### WHAT IS REQUIRED
Print the part of the marijuana legalization text from "Finally, we let" up to and including "future, it’s economists." without changing anything.

### EXERCISE PASSAGE
++++++

Returning to America, what if you just ask people whether they would use more marijuana if it’s legal? Coloradans were asked if they plan to smoke marijuana once it becomes legal; comparing survey results to current usage numbers suggests 40% more users above the age of 18; it is unclear what the effect will be on younger teens and children.

Finally, we let the economists have their say. They crunch all the data and predict an increase of 50 – 100% based solely on the likely price drop (even with taxes factored in). And if there’s one group we can trust to make infallible predictions about the future, it’s economists.

Overall I find the Dutch evidence most convincing, and predict a 25 – 50% increase in adult marijuana use with legalization. I would expect a lower increase – 15 – 30% – among youth, but the data are also perfectly consistent with no increase at all.

Conclusion for this section: that decriminalization and legalization of medical marijuana do not increase youth marijuana use rates, although there is some shaky and indirect evidence they do increase adult use and bad behavior. There is no good data yet on full legalization, but there’s good reason to think it would substantially increase adult use and it might also increase youth use somewhat.

II. Is Marijuana Bad For You?

About 9% of marijuana users eventually become addicted to the drug, exposing them to various potential side effects.

Marijuana smoke contains a lot of the same chemicals in tobacco smoke and so it would not be at all surprising if it had some of the same ill effects, like cardiovascular disease and lung cancer. But when people look for these effects, they can’t find any increase in mortality among marijuana smokers. I predict that larger studies will one day pick something up, but for now let’s take this at face value.

Much more concerning are the attempts to link marijuana to cognitive and psychiatric side effects. Meier et al (2012) analyzed a study of a thousand people in New Zealand and found that heavy marijuana use was linked to an IQ decline of 8 points. Rogeberg 2012 developed an alternative explanation – poor people saw their IQs drop in their 20s more than rich people because their IQs had been artificially inflated by schooling; what Meier et al had thought to be an effect of cannabis was really an effect of poor people having an apparent IQ drop and using cannabis more often. Meier et al pointed out that actually, poor people didn’t use cannabis any more often than anyone else and effects remained when controlled for class. Other studies, like Fried et al (2002) find the same effect, and there is a plausible biological mechanism (cannabinoids something something neurotransmitters something brain maturation). As far as I can tell the finding still seems legit, and marijuana use does decrease IQ. It is still unclear whether this only applies in teenagers (who are undergoing a “sensitive period of brain development”) or full stop.

++++++

### RECORD EXCERPTS
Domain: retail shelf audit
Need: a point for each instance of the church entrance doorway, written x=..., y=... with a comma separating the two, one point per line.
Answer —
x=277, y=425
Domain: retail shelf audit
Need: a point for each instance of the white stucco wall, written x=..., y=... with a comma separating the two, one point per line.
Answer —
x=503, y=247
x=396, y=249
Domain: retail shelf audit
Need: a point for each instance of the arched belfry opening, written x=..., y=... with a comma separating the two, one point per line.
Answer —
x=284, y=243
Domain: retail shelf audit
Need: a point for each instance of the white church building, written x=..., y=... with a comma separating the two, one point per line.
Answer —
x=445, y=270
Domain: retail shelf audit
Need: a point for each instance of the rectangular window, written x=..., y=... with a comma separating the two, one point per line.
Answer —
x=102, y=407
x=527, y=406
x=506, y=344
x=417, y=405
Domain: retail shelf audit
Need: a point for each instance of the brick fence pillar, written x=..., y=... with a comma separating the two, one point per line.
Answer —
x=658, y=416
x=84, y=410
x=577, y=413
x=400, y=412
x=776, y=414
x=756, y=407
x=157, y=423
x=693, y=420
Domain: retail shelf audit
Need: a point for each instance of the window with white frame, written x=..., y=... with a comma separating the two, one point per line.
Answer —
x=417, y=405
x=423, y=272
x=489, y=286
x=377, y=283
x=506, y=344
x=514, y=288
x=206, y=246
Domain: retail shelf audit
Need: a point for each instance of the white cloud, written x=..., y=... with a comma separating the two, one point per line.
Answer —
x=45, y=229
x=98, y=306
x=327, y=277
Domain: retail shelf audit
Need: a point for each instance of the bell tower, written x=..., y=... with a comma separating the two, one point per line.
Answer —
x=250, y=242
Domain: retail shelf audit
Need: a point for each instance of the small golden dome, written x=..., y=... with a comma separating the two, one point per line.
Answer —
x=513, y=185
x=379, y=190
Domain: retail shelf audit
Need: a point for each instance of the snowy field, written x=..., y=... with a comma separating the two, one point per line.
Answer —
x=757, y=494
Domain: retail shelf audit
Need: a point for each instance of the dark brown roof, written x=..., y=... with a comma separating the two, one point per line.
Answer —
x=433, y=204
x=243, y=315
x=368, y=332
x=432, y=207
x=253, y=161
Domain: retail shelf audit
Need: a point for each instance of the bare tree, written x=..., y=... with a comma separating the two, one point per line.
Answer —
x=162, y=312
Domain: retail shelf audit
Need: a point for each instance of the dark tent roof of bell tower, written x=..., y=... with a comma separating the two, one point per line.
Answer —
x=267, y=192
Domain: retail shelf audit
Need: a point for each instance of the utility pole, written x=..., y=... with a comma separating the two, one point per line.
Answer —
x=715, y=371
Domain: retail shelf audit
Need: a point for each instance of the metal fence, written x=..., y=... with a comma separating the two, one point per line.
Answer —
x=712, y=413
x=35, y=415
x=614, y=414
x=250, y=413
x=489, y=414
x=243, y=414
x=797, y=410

++++++

### EXERCISE RESULT
Finally, we let the economists have their say. They crunch all the data and predict an increase of 50 – 100% based solely on the likely price drop (even with taxes factored in). And if there’s one group we can trust to make infallible predictions about the future, it’s economists.